The task:
Gather each line of the data that contains the word "white".

Excerpted records:
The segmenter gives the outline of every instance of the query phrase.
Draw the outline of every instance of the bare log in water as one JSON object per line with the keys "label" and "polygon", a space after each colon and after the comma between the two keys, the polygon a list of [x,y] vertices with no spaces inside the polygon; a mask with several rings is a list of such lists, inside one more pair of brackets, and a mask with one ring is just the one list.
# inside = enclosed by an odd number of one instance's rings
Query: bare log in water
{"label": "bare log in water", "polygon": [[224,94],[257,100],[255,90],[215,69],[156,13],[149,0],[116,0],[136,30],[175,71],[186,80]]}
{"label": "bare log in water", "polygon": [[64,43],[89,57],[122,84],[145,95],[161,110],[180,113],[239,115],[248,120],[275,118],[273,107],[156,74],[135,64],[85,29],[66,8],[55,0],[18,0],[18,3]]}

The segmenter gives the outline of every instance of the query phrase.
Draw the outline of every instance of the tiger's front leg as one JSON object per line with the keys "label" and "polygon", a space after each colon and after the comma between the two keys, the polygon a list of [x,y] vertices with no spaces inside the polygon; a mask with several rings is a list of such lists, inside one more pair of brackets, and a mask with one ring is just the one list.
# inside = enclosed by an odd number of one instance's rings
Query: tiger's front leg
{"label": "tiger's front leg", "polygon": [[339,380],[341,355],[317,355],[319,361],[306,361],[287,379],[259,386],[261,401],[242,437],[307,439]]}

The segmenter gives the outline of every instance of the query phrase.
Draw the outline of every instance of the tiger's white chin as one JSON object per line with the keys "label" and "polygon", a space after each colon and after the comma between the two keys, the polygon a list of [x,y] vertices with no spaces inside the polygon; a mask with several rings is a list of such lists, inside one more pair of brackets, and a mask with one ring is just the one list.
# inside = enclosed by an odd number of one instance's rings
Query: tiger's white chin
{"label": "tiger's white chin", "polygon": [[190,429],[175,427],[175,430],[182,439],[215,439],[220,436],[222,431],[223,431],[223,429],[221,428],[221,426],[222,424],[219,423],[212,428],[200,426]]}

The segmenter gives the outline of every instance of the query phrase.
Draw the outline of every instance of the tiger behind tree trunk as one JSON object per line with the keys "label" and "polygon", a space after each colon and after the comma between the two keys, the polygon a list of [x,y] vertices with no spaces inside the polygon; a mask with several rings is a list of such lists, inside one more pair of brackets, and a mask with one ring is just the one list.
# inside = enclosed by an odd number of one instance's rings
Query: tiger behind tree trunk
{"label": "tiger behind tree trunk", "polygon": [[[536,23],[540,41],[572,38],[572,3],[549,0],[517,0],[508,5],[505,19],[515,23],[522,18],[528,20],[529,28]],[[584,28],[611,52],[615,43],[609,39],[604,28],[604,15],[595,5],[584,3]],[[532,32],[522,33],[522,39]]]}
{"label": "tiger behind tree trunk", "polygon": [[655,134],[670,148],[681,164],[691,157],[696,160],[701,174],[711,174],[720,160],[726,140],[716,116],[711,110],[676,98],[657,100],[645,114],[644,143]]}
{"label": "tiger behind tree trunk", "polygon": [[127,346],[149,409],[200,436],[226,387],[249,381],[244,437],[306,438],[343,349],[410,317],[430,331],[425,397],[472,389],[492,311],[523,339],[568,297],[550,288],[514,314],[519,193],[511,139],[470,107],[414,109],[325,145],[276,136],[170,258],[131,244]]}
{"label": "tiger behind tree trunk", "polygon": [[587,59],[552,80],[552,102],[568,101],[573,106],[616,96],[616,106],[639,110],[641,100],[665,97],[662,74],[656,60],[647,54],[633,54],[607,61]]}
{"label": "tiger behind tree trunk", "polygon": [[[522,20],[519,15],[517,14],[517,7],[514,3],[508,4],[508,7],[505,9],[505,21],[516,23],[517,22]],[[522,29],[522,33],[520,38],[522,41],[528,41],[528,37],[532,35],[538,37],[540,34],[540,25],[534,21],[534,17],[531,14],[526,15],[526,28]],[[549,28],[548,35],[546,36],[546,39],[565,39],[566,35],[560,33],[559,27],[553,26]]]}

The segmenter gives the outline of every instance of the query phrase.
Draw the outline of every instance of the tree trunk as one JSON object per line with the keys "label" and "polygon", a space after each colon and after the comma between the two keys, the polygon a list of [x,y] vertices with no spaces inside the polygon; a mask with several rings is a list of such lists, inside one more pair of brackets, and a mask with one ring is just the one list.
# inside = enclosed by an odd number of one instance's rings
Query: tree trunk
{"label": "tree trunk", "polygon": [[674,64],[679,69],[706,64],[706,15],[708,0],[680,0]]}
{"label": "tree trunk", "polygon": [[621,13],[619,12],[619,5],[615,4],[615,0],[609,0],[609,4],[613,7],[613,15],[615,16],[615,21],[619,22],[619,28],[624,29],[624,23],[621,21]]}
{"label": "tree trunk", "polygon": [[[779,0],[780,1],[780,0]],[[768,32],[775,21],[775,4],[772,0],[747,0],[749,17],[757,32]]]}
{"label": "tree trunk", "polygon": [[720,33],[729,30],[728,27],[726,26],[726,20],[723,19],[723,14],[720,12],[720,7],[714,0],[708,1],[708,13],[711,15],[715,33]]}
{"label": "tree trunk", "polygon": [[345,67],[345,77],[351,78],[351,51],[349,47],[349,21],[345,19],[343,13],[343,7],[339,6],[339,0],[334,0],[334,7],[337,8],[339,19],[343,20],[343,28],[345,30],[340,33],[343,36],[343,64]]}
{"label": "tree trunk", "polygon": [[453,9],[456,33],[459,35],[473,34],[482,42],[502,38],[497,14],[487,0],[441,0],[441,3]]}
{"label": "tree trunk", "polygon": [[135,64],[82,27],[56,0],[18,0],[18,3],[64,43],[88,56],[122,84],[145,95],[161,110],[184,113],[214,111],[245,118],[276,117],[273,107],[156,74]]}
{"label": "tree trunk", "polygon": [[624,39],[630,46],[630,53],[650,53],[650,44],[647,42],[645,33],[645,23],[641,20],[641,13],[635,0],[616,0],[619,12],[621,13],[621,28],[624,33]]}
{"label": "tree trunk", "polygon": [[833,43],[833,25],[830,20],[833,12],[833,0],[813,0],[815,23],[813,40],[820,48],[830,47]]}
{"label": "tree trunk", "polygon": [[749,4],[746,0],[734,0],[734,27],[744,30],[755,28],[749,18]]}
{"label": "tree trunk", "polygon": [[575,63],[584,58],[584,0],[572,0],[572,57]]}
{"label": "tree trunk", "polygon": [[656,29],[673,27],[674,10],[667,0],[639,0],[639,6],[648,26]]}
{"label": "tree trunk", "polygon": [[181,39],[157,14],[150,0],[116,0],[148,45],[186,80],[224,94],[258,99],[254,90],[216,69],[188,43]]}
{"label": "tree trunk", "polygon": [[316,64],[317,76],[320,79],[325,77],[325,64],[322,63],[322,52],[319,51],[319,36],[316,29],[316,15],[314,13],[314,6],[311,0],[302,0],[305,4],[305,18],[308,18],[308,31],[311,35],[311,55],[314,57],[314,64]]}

Final result:
Draw the outline of every instance of the tiger's white chin as one JSON object per line with the keys "label" and "polygon", a space after each colon and after the comma between the two keys, the polygon a list of [x,y] vertices with no spaces inside the polygon; a mask with several rings is a list of such lists, inside one more pair of brackets, and a mask with one ring is just the one list.
Query: tiger's white chin
{"label": "tiger's white chin", "polygon": [[190,429],[175,427],[175,430],[182,439],[215,439],[220,436],[222,431],[223,431],[223,429],[221,428],[221,426],[222,424],[219,423],[212,428],[200,426]]}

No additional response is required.